* Excerpted text
★ ★ ★ ★ ★

A Downward Push: The Impact of Wal-Mart Stores on Retail Wages and Benefits – By Arindrajit Dube, T. William Lester, and Barry Eidlin, UC Berkeley Center for Labor Research and Education, December 2007
This study analyzes the impact of the opening of Wal-Mart stores on the earnings of retail workers. (It uses a similar technique to account for possible biases in Wal-Mart’s store location decisions as the study described in the RETAIL EMPLOYMENT section above, "The Effects of Wal-Mart on Local Labor Markets.”) This study focuses on stores that opened between 1992 and 2000 and concludes, "Opening a single Wal-Mart store lowers the average retail wage in the surrounding county between 0.5 and 0.9 percent.” Not only did Wal-Mart lower average wage rates, but "every new Wal-Mart in a county reduced the combined or aggregate earnings of retail workers by around 1.5 percent.” Because this number is higher than the reduction in average wages, it indicates that Wal-Mart not only lowered pay rates, but also reduced the total number of retail jobs. The study goes on to look at the cumulative impact of Wal-Mart store openings on retail earnings at the state level and nationwide. "At the national level, our study concludes that in 2000, total earnings of retail workers nationwide were reduced by $4.5 billion due to Wal-Mart’s presence,” the researchers find. Most of these losses were concentrated in metropolitan areas. Although Wal-Mart is often associated with rural areas, three-quarters of the stores it built in the 1990s were in metropolitan counties.
9. SUBSIDIES These studies document the massive public subsidies that have financed the expansion of big-box stores and how this subsidized development has failed to produce real economic benefits for communities.
An Assessment of the Effectiveness and Fiscal Impacts of the Use of Local Development Incentives in the St. Louis Region By East-West Gateway Council of Governments; January 2011
This study finds that over the last 20 years local governments in the metropolitan St. Louis region have diverted more than $5.8 billion in public tax dollars to subsidize private development. About 80 percent of these subsidies supported the construction of big-box stores and shopping malls, mostly in affluent suburbs. Despite this large public expenditure, the region has seen virtually no economic growth. "The number of retail jobs has increased only slightly and, in real dollars, retail sales or per capita have not increased in years,” the authors conclude. The subsidies have almost exclusively benefitted large chains, the study finds, and the region’s retail sector has grown increasingly concentrated. More than 600 small retailers (under 10 employees) have closed in the last ten years. "Both municipal finance and quality of life suffer when a city loses its base of small retail establishments,” the study notes. While some municipalities have seen gains in revenue as a result of luring retail development, these gains have come entirely at the expense of neighboring municipalities. Today, most of the region’s local governments are in financial trouble. "A significant number of municipalities faced budget deficits, lay-offs and service cuts between 2000 and 2007, even though that was a period of time when the economy had generally fared well,” the study finds.

★ ★ ★ ★ ★

* Material supplied
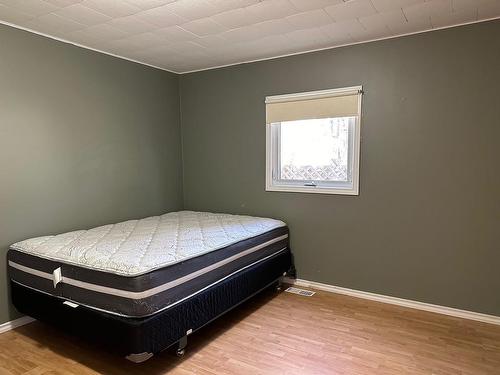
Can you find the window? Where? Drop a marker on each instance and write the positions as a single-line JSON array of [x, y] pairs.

★ ★ ★ ★ ★

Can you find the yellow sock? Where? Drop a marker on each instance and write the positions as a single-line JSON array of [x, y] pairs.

★ ★ ★ ★ ★

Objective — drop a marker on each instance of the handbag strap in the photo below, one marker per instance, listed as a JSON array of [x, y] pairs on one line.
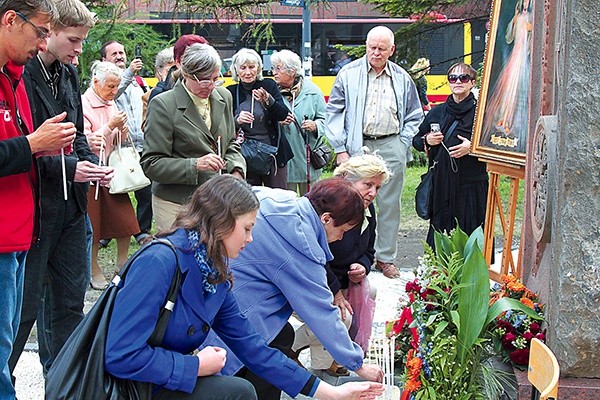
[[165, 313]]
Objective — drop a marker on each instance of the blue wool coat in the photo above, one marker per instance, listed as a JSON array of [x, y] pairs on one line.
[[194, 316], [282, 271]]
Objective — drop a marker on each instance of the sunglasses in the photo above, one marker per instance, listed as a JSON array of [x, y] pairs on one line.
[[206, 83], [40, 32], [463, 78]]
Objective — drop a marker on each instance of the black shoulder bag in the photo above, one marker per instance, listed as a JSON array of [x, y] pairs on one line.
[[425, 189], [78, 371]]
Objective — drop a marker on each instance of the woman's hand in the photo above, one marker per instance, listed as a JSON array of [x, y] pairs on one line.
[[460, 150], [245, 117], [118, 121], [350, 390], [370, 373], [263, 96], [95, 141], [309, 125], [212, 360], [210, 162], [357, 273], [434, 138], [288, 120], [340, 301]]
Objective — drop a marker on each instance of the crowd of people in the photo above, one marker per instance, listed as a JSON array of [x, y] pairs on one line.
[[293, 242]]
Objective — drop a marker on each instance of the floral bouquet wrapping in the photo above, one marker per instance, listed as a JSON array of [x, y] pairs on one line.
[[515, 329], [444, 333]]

★ ★ ★ ★ ★

* Things to do
(a) According to the excerpted text, by how much were total earnings of retail workers nationwide reduced in 2000 because of Wal-Mart's presence?
(b) Condense the paragraph of the excerpted text that begins "This study finds that over the last 20 years" into a short bulleted list that keeps its main facts.
(c) Reproduce the excerpted text word for word from "9. SUBSIDIES These" up to and including "benefits for communities.".
None of the records matter for what is asked here.

* Answers given
(a) By $4.5 billion.

(b)
- Over the last 20 years, local governments in the metropolitan St. Louis region diverted more than $5.8 billion in public tax dollars to subsidize private development.
- About 80 percent of these subsidies went to big-box stores and shopping malls, mostly in affluent suburbs.
- The region has seen virtually no economic growth. Retail jobs rose only slightly, and in real dollars retail sales have not increased in years.
- Large chains benefited almost exclusively, and the retail sector grew more concentrated.
- More than 600 small retailers (under 10 employees) closed in the last ten years, which hurts both municipal finance and quality of life.
- Revenue gains in some municipalities came entirely at the expense of neighboring ones.
- Most local governments in the region are now in financial trouble. Many faced budget deficits, layoffs and service cuts between 2000 and 2007, even though the economy had generally fared well.

(c)
9. SUBSIDIES These studies document the massive public subsidies that have financed the expansion of big-box stores and how this subsidized development has failed to produce real economic benefits for communities.